**List of tasks:**
1 - Translate the sentence "Five trees were downed in our yard." from the passage about the World Cup into Spanish.
2 - Duplicate the portion of the passage about the World Cup that begins with the words "Where do we" and ends with "not so sure.".

Funny how a day without soccer suddenly seems a dead day. Yesterday was filled with world cup fever. Anticipation, build-up, cheering, Croatia (champions), defeat (England), football (fantastic) … today the world cup has a rest and people start to breathe more easily. As a result, all -over, boredom, cleaning up, defeat (deja vu), emptiness, future (hopes on hold) … all the alphabet soup of life packed into a few short hours.

Where do we look for meaning? Is there even any meaning to look for? I watched 120 minutes of soccer, yesterday … that’s two hours. Well spent or wasted? Meaningful or not? The world heats up. A hurricane moves up the coast, turns into a tropical storm, then back into a hurricane. Hit or miss? I still don’t know, but I hope it misses. The last big one hit in 2014. We went ten or twelve days without power, and that in the Province’s capital city. Five trees were downed in our yard. More than a dozen were tugged up in my neighbor’s place. Why? Why us? Why here? Why now? Is this personal? What did we do wrong? Values? Meaning? Yet, for 120 minutes yesterday, I could forget my immediate woes and concentrate on football’s joys and sorrows. I guess that holds meaning in itself. I thought so yesterday. Today, I’m not so sure.

Entries from a point annotation set
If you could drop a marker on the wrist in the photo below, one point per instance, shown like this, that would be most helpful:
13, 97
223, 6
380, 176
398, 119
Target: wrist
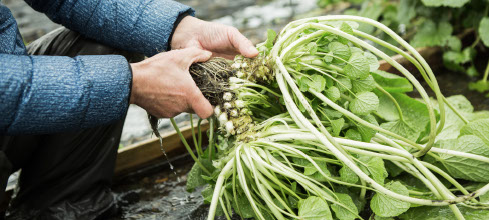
175, 25
134, 84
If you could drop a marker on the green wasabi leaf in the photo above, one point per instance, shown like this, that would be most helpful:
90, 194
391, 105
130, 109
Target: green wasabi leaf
337, 126
194, 178
401, 128
271, 34
366, 132
303, 83
341, 212
357, 67
406, 10
431, 34
484, 30
374, 166
372, 60
207, 194
448, 3
454, 43
340, 50
347, 175
455, 59
314, 208
356, 50
415, 113
472, 71
311, 48
364, 103
333, 93
385, 206
479, 128
317, 82
345, 27
328, 58
363, 85
443, 213
453, 124
312, 171
331, 113
480, 86
391, 82
343, 84
243, 207
464, 168
353, 134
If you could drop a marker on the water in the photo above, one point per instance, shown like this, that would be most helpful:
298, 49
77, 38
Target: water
166, 156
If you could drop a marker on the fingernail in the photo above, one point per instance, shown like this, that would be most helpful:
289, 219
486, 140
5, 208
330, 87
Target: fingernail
208, 53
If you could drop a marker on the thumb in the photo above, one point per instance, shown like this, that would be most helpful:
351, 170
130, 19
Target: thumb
200, 105
194, 55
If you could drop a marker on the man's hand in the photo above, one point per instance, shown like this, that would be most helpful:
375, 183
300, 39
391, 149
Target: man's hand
221, 40
162, 84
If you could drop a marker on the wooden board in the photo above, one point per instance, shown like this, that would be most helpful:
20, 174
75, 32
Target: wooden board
145, 153
136, 156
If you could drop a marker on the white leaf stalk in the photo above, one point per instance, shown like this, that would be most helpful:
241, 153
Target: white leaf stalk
275, 121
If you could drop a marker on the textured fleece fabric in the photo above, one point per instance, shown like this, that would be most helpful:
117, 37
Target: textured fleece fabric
46, 94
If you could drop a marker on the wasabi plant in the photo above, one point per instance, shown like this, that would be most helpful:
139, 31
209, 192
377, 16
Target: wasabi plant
311, 129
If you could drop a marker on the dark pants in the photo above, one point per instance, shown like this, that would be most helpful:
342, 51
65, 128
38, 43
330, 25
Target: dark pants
63, 175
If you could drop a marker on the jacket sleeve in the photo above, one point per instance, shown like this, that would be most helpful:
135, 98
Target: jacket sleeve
142, 26
46, 94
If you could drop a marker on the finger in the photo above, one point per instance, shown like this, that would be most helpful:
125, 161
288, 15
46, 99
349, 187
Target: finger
224, 55
200, 105
241, 43
193, 55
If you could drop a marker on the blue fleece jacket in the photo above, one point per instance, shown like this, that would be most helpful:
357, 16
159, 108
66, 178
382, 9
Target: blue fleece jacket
46, 94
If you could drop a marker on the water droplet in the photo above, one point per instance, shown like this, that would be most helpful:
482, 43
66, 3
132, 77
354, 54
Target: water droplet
166, 156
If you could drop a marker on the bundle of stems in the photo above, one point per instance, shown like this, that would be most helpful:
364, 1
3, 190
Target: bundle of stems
311, 126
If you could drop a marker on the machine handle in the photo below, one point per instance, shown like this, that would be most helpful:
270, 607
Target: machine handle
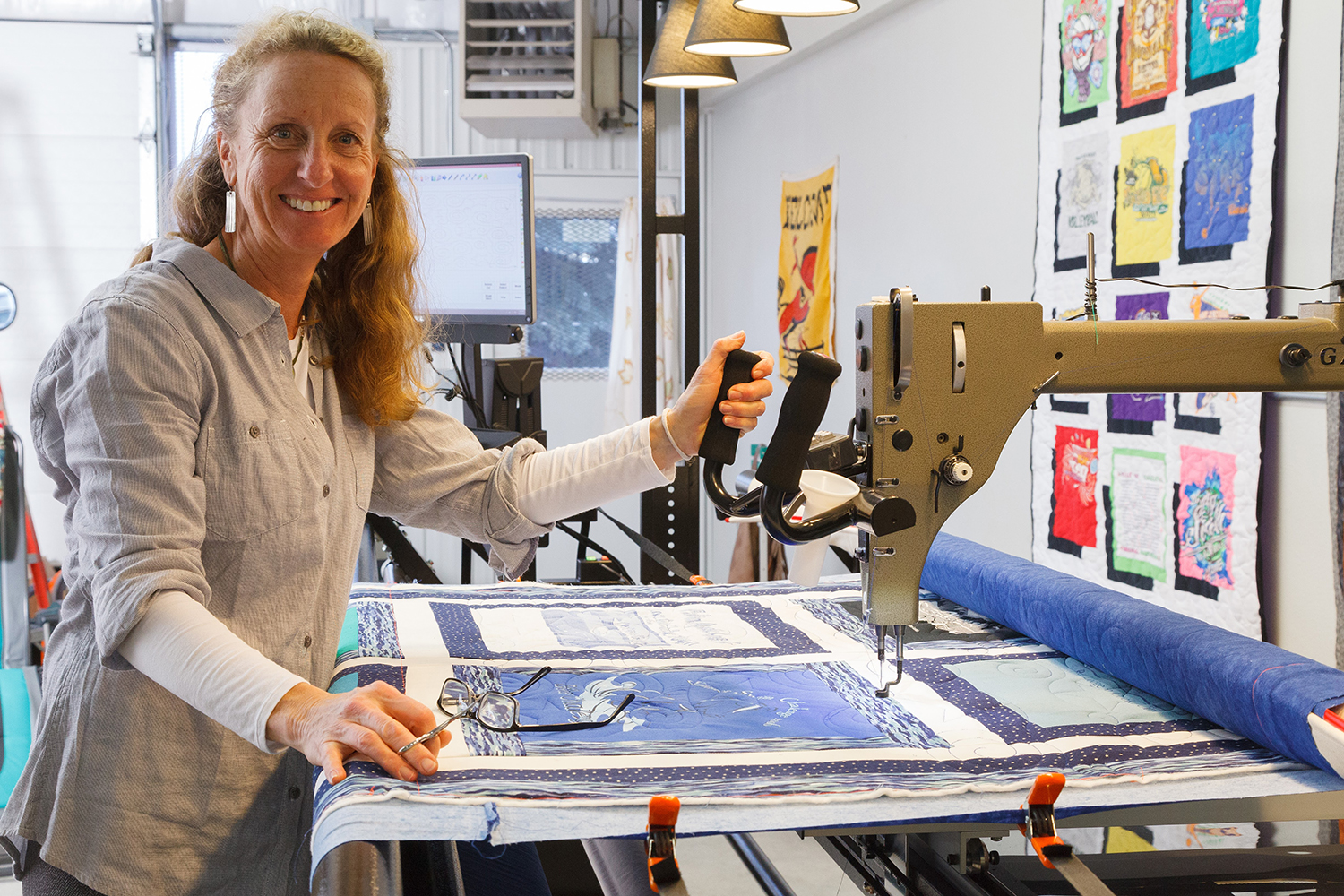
800, 416
720, 441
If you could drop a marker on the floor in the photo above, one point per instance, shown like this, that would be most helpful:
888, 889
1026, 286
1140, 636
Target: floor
711, 868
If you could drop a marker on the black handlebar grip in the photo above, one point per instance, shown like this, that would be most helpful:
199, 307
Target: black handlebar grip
800, 416
720, 440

**Solutions per task:**
1 - Cinco árboles fueron derribados en nuestro patio.

2 -
Where do we look for meaning? Is there even any meaning to look for? I watched 120 minutes of soccer, yesterday … that’s two hours. Well spent or wasted? Meaningful or not? The world heats up. A hurricane moves up the coast, turns into a tropical storm, then back into a hurricane. Hit or miss? I still don’t know, but I hope it misses. The last big one hit in 2014. We went ten or twelve days without power, and that in the Province’s capital city. Five trees were downed in our yard. More than a dozen were tugged up in my neighbor’s place. Why? Why us? Why here? Why now? Is this personal? What did we do wrong? Values? Meaning? Yet, for 120 minutes yesterday, I could forget my immediate woes and concentrate on football’s joys and sorrows. I guess that holds meaning in itself. I thought so yesterday. Today, I’m not so sure.